(Bounding box annotation entries)
_ _ _ _

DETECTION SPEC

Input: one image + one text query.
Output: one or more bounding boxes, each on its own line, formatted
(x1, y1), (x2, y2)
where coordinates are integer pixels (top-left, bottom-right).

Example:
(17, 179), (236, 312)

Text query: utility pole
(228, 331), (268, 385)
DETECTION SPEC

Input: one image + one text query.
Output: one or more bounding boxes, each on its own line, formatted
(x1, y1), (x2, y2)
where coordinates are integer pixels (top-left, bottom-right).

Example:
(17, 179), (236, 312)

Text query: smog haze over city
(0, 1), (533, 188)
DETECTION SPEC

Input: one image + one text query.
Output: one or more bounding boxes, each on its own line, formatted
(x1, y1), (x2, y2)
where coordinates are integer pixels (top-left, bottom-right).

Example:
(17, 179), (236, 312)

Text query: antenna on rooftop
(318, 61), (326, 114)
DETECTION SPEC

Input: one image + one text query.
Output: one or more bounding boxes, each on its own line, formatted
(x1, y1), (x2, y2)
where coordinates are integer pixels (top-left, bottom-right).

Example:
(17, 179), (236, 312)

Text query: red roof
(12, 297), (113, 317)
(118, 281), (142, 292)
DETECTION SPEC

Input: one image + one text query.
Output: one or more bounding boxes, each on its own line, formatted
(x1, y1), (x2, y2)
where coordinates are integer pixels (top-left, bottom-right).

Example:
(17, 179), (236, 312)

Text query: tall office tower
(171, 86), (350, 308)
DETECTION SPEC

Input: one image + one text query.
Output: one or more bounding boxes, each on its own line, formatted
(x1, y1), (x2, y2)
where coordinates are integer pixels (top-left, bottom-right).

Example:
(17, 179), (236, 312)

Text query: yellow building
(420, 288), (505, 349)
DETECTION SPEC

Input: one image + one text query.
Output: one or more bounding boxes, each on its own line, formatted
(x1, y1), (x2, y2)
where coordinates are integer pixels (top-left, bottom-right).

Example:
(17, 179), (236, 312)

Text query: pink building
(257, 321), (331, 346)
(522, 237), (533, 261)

_ _ _ _

Reproduce everything from the start of the records down to the line containing "(228, 331), (268, 385)", substituting "telephone pole" for "utility pole" and leaving all else unchanged.

**Task output**
DETECTION SPEC

Input: one image + one text query.
Output: one or more bounding boxes, each on its own line, formatted
(x1, y1), (x2, y2)
where coordinates are integer pixels (top-left, bottom-right).

Example:
(17, 179), (236, 312)

Text query: telephone pole
(228, 331), (268, 385)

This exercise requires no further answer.